Stated exercise:
Give every line of the data below as a JSON list of strings, one string per line, with blank lines left out.

Supplied data:
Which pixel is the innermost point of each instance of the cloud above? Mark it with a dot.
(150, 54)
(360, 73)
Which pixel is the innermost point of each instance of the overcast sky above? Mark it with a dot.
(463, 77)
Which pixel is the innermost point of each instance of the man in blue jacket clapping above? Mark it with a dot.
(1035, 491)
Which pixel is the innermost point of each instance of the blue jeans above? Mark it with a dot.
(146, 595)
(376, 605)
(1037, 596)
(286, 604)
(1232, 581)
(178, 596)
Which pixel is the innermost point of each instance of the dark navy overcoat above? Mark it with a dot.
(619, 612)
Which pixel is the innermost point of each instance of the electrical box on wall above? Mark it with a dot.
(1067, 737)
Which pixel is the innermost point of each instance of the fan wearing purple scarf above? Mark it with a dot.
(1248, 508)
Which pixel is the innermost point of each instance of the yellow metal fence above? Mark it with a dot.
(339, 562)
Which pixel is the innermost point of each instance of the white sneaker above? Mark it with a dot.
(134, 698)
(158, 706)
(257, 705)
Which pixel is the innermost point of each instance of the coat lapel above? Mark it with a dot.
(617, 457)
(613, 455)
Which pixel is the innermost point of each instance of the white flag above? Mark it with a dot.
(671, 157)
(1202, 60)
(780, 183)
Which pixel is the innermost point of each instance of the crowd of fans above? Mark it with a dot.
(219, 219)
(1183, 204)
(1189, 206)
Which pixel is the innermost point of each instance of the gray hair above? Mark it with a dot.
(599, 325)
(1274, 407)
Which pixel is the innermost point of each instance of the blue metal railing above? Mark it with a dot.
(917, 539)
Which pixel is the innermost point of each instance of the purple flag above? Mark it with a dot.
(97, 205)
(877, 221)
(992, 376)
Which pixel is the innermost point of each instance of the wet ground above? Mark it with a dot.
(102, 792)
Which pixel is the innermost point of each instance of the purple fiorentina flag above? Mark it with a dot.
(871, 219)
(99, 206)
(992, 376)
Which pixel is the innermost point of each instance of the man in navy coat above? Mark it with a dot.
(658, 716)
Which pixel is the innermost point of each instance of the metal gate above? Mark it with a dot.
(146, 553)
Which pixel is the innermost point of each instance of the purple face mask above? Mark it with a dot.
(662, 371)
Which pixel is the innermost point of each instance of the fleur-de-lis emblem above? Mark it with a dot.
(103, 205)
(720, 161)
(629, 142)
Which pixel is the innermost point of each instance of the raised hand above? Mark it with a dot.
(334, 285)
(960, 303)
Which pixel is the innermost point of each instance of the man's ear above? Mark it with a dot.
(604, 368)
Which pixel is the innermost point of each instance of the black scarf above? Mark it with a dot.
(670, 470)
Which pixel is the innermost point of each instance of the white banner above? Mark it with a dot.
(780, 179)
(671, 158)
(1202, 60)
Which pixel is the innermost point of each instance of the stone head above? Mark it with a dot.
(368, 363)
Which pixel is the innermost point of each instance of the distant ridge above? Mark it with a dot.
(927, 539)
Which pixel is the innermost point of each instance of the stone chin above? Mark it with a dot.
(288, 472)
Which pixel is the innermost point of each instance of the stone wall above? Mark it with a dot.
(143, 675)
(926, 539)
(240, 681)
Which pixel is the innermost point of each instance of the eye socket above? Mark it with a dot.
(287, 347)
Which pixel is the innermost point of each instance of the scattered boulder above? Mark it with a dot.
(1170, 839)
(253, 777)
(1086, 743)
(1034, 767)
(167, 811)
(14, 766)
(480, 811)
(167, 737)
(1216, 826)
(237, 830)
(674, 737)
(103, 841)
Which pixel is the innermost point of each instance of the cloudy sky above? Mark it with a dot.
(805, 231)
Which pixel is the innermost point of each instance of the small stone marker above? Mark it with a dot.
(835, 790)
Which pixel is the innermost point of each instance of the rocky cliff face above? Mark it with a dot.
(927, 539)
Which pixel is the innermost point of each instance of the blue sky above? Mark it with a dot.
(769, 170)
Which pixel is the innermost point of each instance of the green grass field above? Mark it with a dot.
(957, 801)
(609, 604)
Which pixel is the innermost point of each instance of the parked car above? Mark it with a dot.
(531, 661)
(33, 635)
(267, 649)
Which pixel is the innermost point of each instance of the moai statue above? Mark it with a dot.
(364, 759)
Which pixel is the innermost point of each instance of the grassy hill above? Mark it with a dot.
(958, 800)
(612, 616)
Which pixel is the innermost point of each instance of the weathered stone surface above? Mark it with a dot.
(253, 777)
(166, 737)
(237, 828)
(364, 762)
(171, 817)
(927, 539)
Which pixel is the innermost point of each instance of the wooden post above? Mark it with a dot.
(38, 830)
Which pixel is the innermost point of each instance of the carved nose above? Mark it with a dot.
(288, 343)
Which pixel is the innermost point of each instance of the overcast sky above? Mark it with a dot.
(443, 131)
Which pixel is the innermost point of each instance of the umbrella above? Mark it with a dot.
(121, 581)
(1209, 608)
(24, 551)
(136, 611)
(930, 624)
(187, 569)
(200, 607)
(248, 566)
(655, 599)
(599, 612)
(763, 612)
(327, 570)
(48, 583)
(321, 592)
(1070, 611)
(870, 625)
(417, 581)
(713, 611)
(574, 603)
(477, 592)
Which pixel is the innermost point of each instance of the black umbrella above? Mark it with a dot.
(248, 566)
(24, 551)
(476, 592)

Solution for this exercise:
[
  "Which pixel is the innermost point of each instance of the cloud above? Mark it with a dot.",
  "(150, 54)",
  "(360, 73)",
  "Which pixel is the innermost point of each instance of the overcast sky above? Mark it with a dot.",
  "(463, 77)",
  "Which pixel is the innermost point of each instance of the man in blue jacket clapping above? Mark it with a dot.",
  "(1035, 491)",
  "Which pixel is the innermost point of each instance of the blue jeans above? Mark it with a dot.",
  "(146, 595)",
  "(376, 605)",
  "(1037, 596)",
  "(286, 604)",
  "(1232, 581)",
  "(178, 596)",
  "Which pixel is the innermost point of each instance of the dark navy overcoat above? Mark it with a dot.",
  "(619, 612)",
  "Which pixel is the innermost point of each instance of the electrical box on wall above? Mark it with a dot.",
  "(1067, 737)",
  "Which pixel is the innermost point of each instance of the fan wearing purple scarf above? Mark it with a dot.",
  "(1248, 508)",
  "Which pixel is the innermost point of each instance of the yellow metal fence above? Mark it with a dot.",
  "(339, 562)",
  "Which pixel is the innermost point of each instance of the white sneaker above? Mark it with a dot.",
  "(134, 698)",
  "(158, 706)",
  "(257, 705)",
  "Which pixel is the innermost point of each instance of the coat lapel above? Mark it with a dot.",
  "(617, 457)",
  "(613, 455)",
  "Which pixel is the innermost point of each instance of the white flag above? Mark it with a dot.",
  "(671, 157)",
  "(1202, 60)",
  "(780, 183)",
  "Which pixel is the innermost point of each instance of the crowd of fans above? Mark it with a dot.",
  "(219, 219)",
  "(1183, 204)",
  "(1189, 206)",
  "Which pixel is the innermost point of each instance of the gray hair above? Mark it with a dot.",
  "(599, 325)",
  "(1274, 407)",
  "Which pixel is the innermost point of each instance of the blue metal railing above? Mark it with a dot.",
  "(917, 539)",
  "Which pixel is the innermost point of each instance of the purple flag above? Mark it with a dot.",
  "(97, 205)",
  "(877, 221)",
  "(992, 376)",
  "Which pixel is the innermost point of each instance of the wet ground above? Mark it with a dot.",
  "(102, 792)",
  "Which pixel is the innermost point of each instance of the purple fiorentina flag above? Mark it with a dot.",
  "(871, 219)",
  "(99, 206)",
  "(992, 376)",
  "Which pixel is the innermost point of each instance of the man in navy coat above? Mark it with a dot.",
  "(658, 716)",
  "Which pixel is the innermost point of each instance of the metal gate above? Mark it with a dot.",
  "(146, 553)",
  "Which pixel is the innermost point of each instance of the purple face mask above? Mark it with a dot.",
  "(662, 371)",
  "Which pixel is the innermost point of each instance of the fleur-de-lis emblem above? Mark it with a dot.",
  "(103, 205)",
  "(720, 161)",
  "(629, 142)",
  "Which pixel is the innermost point of each instance of the raised hand above? Mark it with a dot.",
  "(334, 285)",
  "(960, 303)",
  "Which pixel is the innermost point of each instance of the man's ear above? Mark it with a dot.",
  "(604, 368)",
  "Which pixel is the innermost point of each instance of the black scarf above? Mark it with a dot.",
  "(670, 470)",
  "Which pixel is the innermost point of each instance of the white banner above? Mark it with a dot.",
  "(780, 179)",
  "(671, 158)",
  "(1202, 60)",
  "Which pixel is the innermost point of each instance of the stone head above? Mark it with a dot.",
  "(368, 363)",
  "Which pixel is the innermost point of each instance of the distant ridge above? Mark it with a dot.",
  "(927, 539)",
  "Which pixel is the innermost point of each instance of the stone chin above? Mark it with a dot.",
  "(288, 472)",
  "Which pixel is the innermost point of each instance of the stone wall above? Mark it with a dot.",
  "(143, 675)",
  "(926, 539)",
  "(240, 681)",
  "Which pixel is the innermost point of each instance of the eye socket above? Mark it with a dot.",
  "(287, 347)",
  "Which pixel is the innermost point of each instance of the scattered boulder above? Mark it with a dot.",
  "(1170, 839)",
  "(253, 777)",
  "(1086, 743)",
  "(1034, 767)",
  "(167, 811)",
  "(14, 766)",
  "(480, 811)",
  "(167, 737)",
  "(1216, 826)",
  "(237, 830)",
  "(674, 737)",
  "(103, 841)",
  "Which pixel is the innermost point of each instance of the cloudy sky above? Mark it with a dot.",
  "(805, 231)",
  "Which pixel is the innermost point of each instance of the small stone marker above? Mark it with a dot.",
  "(835, 790)",
  "Which pixel is the innermost point of each instance of the rocky cliff face above? Mark it with a dot.",
  "(927, 539)",
  "Which pixel is the innermost point of each instance of the blue sky above? Mark it with a dot.",
  "(769, 170)",
  "Which pixel is the innermost point of each instance of the green grass field above? Mark it with a dot.",
  "(957, 801)",
  "(609, 604)",
  "Which pixel is the innermost point of each instance of the parked car above? Mark it with a dot.",
  "(531, 661)",
  "(33, 635)",
  "(267, 649)",
  "Which pixel is the innermost point of each instance of the moai statue above? Mark it with a dot.",
  "(364, 759)",
  "Which pixel is the innermost point of each instance of the grassy hill above? Mark it with a dot.",
  "(958, 800)",
  "(612, 616)",
  "Which pixel is the innermost point of each instance of the weathered stone surface above? Mark it with a dot.",
  "(253, 777)",
  "(166, 737)",
  "(237, 828)",
  "(364, 762)",
  "(171, 817)",
  "(927, 539)",
  "Which pixel is the innermost point of each instance of the wooden post above? Mark it with a dot.",
  "(38, 830)",
  "Which pixel is the innermost point of each instance of the carved nose above? Mark it with a dot.",
  "(288, 343)",
  "Which pixel is the innermost point of each instance of the overcast sky above? Mark it with a dot.",
  "(443, 131)",
  "Which pixel is the innermost point of each instance of the umbrella above? Mark it with a dot.",
  "(121, 581)",
  "(1209, 608)",
  "(24, 551)",
  "(136, 611)",
  "(930, 624)",
  "(187, 569)",
  "(200, 607)",
  "(248, 566)",
  "(655, 599)",
  "(599, 612)",
  "(763, 612)",
  "(327, 570)",
  "(48, 583)",
  "(321, 592)",
  "(1070, 611)",
  "(870, 625)",
  "(417, 581)",
  "(713, 611)",
  "(574, 603)",
  "(477, 592)",
  "Which pixel is the innermost point of each instance of the black umbrella above? Mark it with a dot.",
  "(248, 566)",
  "(24, 551)",
  "(476, 592)"
]